挑战题 A> 统计下文记录中有多少行包含字符串“lamp”,区分大小写,只给出数字。

•••

近日,弗朗西斯·培根(Francis Bacon)的三联画《启发自艾斯奇勒斯<奥瑞斯提亚>之三联作》以8460万美元(5.99亿人民币)的天价成交,成为近期拍卖市场的一大亮点。在疫情考验下,培根的三联画仍展现出了惊人的价值实力。
弗朗西斯・培根《启发自艾斯奇勒斯<奥瑞斯提亚>之三联作》,©苏富比
近年来,多联油画每次现身拍场,都能收获令人惊喜的拍卖成绩。无独有偶,刚结束的香港苏富比春拍“现代艺术晚间拍卖”中,朱德群的五联巨作《自然颂》以1.137亿港元的成交价,成为艺术家首件过亿成交作品;2019年,金焕基的二联作《05-IV-71 #200(宇宙)》以1.02亿港元的价格成交,荣为韩国最贵艺术品;2018年,赵无极三联作《1985年6月至10月》以5.1亿港元的喜人成绩,为其赢得三项纪录——“赵无极世界拍纪录”、“亚洲油画世界拍卖纪录”和“香港拍卖史上最高成交画作”。可见多联油画已成为高价作品的加持项。
更大尺幅
多联油画自中世纪开始为欧洲重要的艺术形式,其渊源可追溯古希腊罗马时期,至公元十二世纪获得复兴,经常为教会祭坛上的祭画,以呈现恢弘的史诗场景,令观者震撼。
由于多联油画拥有令人惊叹的巨大尺幅,常被作为美术馆级的典藏。如巴黎橘园美术馆的八幅巨型《睡莲》组画,莫奈采用了多联画的艺术形式使画面更大,配合环形的展厅以呈现出日光照射下睡莲连绵的动势。为完成巨幅画作,莫奈建立了第三个工作室,长25米,宽12米,高15米。在这里莫奈创作了一系列多联幅的睡莲池画作,这些作品后来都捐赠给了国家。

•••

挑战题 B> 把上面这篇谈多联油画的文章一字不差地完整抄写出来。

各行数据:
•••

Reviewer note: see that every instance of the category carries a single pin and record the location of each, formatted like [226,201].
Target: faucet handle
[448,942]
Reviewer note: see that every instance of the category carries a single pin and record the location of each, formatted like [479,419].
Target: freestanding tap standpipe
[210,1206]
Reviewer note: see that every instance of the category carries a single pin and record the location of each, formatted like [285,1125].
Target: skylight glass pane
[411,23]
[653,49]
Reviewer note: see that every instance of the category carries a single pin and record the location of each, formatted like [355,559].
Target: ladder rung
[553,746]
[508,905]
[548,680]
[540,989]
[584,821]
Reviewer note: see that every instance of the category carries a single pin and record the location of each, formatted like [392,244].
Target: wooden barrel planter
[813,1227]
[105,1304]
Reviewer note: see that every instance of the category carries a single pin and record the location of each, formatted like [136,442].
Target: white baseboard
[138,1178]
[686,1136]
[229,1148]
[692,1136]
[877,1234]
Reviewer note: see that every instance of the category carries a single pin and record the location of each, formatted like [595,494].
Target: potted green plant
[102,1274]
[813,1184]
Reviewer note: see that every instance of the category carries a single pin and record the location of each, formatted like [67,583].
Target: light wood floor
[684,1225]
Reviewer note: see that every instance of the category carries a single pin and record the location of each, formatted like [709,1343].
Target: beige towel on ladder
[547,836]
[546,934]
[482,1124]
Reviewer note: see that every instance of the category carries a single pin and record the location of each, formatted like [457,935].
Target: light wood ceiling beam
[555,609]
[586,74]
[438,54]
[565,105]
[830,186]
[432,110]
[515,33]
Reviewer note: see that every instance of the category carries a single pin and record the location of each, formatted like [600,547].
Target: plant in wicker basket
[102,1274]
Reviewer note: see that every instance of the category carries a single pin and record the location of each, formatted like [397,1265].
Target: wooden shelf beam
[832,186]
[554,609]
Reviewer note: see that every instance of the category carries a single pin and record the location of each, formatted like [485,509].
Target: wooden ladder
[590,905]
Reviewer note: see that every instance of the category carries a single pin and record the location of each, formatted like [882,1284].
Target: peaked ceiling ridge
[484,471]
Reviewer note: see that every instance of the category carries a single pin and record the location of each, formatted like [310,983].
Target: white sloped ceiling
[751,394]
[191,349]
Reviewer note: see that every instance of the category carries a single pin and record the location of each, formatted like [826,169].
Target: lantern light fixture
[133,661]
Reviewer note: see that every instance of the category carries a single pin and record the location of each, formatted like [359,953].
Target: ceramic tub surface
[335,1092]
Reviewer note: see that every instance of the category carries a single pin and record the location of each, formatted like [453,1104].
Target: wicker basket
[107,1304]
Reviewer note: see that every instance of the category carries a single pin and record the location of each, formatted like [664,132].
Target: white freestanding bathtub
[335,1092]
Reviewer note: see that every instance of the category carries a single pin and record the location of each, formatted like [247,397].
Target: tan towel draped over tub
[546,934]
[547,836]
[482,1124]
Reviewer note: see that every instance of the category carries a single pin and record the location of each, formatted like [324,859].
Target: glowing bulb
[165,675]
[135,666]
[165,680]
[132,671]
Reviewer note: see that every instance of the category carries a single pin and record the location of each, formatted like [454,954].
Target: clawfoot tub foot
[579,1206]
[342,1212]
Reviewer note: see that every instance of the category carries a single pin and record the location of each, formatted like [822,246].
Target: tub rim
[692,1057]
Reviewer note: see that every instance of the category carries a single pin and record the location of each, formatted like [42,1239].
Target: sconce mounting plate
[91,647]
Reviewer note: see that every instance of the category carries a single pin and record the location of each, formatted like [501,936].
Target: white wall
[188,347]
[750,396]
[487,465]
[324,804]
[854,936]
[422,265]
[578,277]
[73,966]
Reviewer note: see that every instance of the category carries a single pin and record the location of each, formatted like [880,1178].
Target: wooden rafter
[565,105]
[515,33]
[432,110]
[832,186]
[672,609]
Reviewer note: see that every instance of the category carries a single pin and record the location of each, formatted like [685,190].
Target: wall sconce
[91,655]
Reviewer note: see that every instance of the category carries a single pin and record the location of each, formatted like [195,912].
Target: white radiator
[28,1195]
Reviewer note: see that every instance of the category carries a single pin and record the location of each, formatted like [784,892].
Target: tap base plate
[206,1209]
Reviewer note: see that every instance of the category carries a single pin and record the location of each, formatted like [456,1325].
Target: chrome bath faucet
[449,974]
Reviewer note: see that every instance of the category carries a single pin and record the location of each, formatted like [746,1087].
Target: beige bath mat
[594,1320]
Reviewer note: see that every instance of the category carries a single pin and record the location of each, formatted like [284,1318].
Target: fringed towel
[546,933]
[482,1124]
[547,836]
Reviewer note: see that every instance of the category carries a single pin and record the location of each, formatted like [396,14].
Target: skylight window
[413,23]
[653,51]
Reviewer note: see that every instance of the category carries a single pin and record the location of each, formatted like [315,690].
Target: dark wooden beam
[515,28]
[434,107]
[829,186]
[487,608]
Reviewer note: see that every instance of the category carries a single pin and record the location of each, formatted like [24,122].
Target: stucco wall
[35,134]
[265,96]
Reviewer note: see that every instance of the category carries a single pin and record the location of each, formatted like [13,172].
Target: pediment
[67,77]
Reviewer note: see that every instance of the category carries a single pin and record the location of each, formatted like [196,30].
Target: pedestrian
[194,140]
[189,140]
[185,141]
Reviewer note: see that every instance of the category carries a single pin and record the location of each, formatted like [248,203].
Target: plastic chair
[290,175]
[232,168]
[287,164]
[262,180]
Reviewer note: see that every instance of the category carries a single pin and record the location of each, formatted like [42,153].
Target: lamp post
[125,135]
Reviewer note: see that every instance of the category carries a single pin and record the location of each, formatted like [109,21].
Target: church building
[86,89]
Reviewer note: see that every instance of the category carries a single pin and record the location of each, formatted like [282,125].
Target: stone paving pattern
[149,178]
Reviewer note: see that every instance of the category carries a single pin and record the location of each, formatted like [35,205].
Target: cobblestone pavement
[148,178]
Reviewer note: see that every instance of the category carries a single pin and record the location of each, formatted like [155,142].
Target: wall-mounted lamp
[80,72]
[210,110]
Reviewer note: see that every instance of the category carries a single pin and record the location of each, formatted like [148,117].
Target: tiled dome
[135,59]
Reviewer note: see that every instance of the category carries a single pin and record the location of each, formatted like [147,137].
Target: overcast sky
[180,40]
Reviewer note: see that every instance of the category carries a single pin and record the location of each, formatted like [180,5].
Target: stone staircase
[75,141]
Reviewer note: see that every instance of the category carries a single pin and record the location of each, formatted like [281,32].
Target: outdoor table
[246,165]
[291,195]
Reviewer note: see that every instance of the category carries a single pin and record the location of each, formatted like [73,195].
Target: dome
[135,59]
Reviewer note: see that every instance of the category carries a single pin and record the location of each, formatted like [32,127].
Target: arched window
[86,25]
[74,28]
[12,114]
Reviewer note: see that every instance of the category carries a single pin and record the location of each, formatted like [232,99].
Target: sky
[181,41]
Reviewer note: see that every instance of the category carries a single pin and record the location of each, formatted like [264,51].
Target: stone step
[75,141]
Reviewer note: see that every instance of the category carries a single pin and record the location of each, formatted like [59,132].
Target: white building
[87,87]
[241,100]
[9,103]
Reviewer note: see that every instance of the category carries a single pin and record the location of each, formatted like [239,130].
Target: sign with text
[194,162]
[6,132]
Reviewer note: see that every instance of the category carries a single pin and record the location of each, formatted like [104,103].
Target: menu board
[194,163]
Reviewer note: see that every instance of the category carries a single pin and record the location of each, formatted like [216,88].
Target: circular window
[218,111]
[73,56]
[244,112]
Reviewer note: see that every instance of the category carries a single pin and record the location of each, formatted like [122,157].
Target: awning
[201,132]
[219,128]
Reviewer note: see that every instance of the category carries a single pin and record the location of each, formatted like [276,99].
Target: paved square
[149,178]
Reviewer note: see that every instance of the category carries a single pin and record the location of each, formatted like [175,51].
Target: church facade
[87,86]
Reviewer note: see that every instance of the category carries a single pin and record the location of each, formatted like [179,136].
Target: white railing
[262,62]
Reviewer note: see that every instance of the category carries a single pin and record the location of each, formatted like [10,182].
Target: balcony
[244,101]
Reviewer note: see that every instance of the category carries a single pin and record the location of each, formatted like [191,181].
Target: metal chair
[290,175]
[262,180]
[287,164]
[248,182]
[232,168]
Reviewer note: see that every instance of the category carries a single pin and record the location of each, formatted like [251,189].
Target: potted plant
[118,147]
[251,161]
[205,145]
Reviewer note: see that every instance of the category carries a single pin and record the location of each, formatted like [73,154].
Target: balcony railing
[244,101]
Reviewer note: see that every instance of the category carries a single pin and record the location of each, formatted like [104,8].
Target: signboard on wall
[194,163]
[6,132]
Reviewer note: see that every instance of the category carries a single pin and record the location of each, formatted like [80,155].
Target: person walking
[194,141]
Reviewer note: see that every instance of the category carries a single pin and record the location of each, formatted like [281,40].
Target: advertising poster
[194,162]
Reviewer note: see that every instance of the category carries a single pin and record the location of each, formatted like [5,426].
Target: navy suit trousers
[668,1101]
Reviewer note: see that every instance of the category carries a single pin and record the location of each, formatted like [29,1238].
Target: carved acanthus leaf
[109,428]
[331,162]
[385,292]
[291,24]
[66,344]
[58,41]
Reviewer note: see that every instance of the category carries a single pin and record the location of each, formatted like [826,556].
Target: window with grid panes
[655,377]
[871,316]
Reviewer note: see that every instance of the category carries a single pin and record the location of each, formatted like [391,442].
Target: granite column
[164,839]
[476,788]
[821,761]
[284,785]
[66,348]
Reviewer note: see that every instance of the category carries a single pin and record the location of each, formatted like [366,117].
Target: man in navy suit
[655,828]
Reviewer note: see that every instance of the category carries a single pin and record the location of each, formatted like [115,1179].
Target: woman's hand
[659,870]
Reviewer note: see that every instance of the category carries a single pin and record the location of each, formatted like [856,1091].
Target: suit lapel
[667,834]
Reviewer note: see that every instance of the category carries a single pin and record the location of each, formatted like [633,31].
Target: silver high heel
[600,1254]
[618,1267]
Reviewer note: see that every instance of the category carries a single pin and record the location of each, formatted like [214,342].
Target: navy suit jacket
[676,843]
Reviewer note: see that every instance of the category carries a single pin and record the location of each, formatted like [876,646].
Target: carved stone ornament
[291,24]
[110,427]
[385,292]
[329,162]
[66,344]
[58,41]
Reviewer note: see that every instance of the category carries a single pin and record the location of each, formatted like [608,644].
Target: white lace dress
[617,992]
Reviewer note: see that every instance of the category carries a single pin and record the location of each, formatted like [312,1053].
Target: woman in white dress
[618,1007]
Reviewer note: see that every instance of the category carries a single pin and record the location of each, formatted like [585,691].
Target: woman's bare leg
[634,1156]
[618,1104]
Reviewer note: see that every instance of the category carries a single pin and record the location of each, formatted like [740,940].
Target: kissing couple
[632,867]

•••

完整解答 A> 2

完整解答 B>
近日,弗朗西斯·培根(Francis Bacon)的三联画《启发自艾斯奇勒斯<奥瑞斯提亚>之三联作》以8460万美元(5.99亿人民币)的天价成交,成为近期拍卖市场的一大亮点。在疫情考验下,培根的三联画仍展现出了惊人的价值实力。
弗朗西斯・培根《启发自艾斯奇勒斯<奥瑞斯提亚>之三联作》,©苏富比
近年来,多联油画每次现身拍场,都能收获令人惊喜的拍卖成绩。无独有偶,刚结束的香港苏富比春拍“现代艺术晚间拍卖”中,朱德群的五联巨作《自然颂》以1.137亿港元的成交价,成为艺术家首件过亿成交作品;2019年,金焕基的二联作《05-IV-71 #200(宇宙)》以1.02亿港元的价格成交,荣为韩国最贵艺术品;2018年,赵无极三联作《1985年6月至10月》以5.1亿港元的喜人成绩,为其赢得三项纪录——“赵无极世界拍纪录”、“亚洲油画世界拍卖纪录”和“香港拍卖史上最高成交画作”。可见多联油画已成为高价作品的加持项。
更大尺幅
多联油画自中世纪开始为欧洲重要的艺术形式,其渊源可追溯古希腊罗马时期,至公元十二世纪获得复兴,经常为教会祭坛上的祭画,以呈现恢弘的史诗场景,令观者震撼。
由于多联油画拥有令人惊叹的巨大尺幅,常被作为美术馆级的典藏。如巴黎橘园美术馆的八幅巨型《睡莲》组画,莫奈采用了多联画的艺术形式使画面更大,配合环形的展厅以呈现出日光照射下睡莲连绵的动势。为完成巨幅画作,莫奈建立了第三个工作室,长25米,宽12米,高15米。在这里莫奈创作了一系列多联幅的睡莲池画作,这些作品后来都捐赠给了国家。